→ **AUFGABENSTELLUNG**:
1. Nennen Sie alle Unternehmen, die im Textauszug über „The Circle“ namentlich als vom Circle ersetzt aufgeführt werden.
2. Schreiben Sie aus dem Textauszug über „The Circle“ den Abschnitt ab, der mit den Worten „In diese Welt“ beginnt und mit „Mitarbeiter gesammelt werden.“ endet.
══ TEXTAUSZUG ══
Das Internet beeinflusst uns immer mehr bei Entscheidungen, Lebenswegen und -inhalten. Im Buch „The Circle“ soll es auf die Spitze getrieben werden und zeichnet eine Dystopie mit dem Gesicht des guten Willens. Klingt religiös? Ist es auch.
Die Geschichte ist in einer nicht weit entfernen Zukunft verortet. Keine fliegenden Autos und keine Möbelstücke, die einem Essen aus dem Nichts zubereiten. Die Handlung könnte in 10 Jahren spielen, jedoch gibt es eine gravierende Änderung in dieser Zukunftsvision: Jeder Mensch hat eine Internetpersönlichkeit. Nicht etwa einen Avatar mit dem man sich in eine virtuelle Welt einklinkt und Bedürfnisse befriedigt. Der Circle, ein 10.000 Mitarbeiter starkes IT-Unternehmen, hat es geschafft, sämtliche Internetaccounts auf ihren eigenen zu reduzieren. Keine tausend Passwörter mehr und keine Kompatibilitätsprobleme. Der „YouTru“ Account ist für alles im Internet nutzbar. Von Online-Shopping über Kommunikation bis zum Online-Gaming. Google, Facebook, Twitter etc. wurden durch den Circle ersetzt. Besonders Merkmal dieser Internetidentität ist, dass sie die eigene reale Person korrekt wiedergeben muss. Das heißt: Jeder hat nur einen Account und dieser darf nur den eigenen Namen tragen. Dieses Kommunikationsmonopol hat den Vorteil, dass die digitalen Fußabdrücke im World Wide Web komplett nachvollziehbar sind. Keine Hasskommentare, kein Onlinemobbing und keine Cyberkriminalität. Alles ist nachvollziehbar.
In diese Welt wird die junge Mae nach ihrem Studium berufen. Besser gesagt, sie bekommt durch ihre langjährige Freundin Annie einen Job in der Abteilung „Costumer Experience“ vermittelt. Die Beschreibungen des Unternehmens mit den vielen innovativen Gebäuden, seinen jungen, motivierten Angestellten (Circler) und vielen Freizeitprogrammen liest sich wie der Traum jedes Arbeitssuchenden. Jedoch bemerkt der Leser, dass es hier über das Wohlfühlen am Arbeitsplatz weit hinausgeht. Mit jedem neuen Monitor an Maes Arbeitsplatz (am Ende sind es sechs) gibt es eine Aufgabe mehr, die am besten parallel erledigt und mit Rankings belohnt wird. So lernt man das Unternehmen immer besser kennen und versteht wie beim Circle produktiv gearbeitet wird und nebenbei immer mehr Daten über die eigenen Mitarbeiter gesammelt werden.
═══
══ AUSGANGSMATERIAL ══
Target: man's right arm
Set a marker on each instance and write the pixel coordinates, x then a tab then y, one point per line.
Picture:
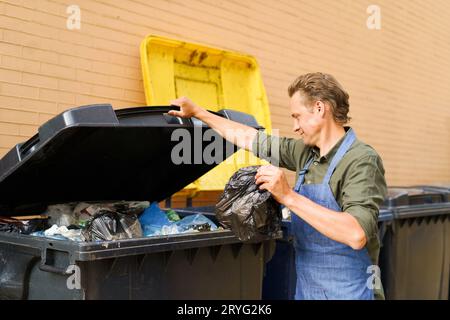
═══
→ **LÖSUNGEN**:
1. Google, Facebook, Twitter

2.
In diese Welt wird die junge Mae nach ihrem Studium berufen. Besser gesagt, sie bekommt durch ihre langjährige Freundin Annie einen Job in der Abteilung „Costumer Experience“ vermittelt. Die Beschreibungen des Unternehmens mit den vielen innovativen Gebäuden, seinen jungen, motivierten Angestellten (Circler) und vielen Freizeitprogrammen liest sich wie der Traum jedes Arbeitssuchenden. Jedoch bemerkt der Leser, dass es hier über das Wohlfühlen am Arbeitsplatz weit hinausgeht. Mit jedem neuen Monitor an Maes Arbeitsplatz (am Ende sind es sechs) gibt es eine Aufgabe mehr, die am besten parallel erledigt und mit Rankings belohnt wird. So lernt man das Unternehmen immer besser kennen und versteht wie beim Circle produktiv gearbeitet wird und nebenbei immer mehr Daten über die eigenen Mitarbeiter gesammelt werden.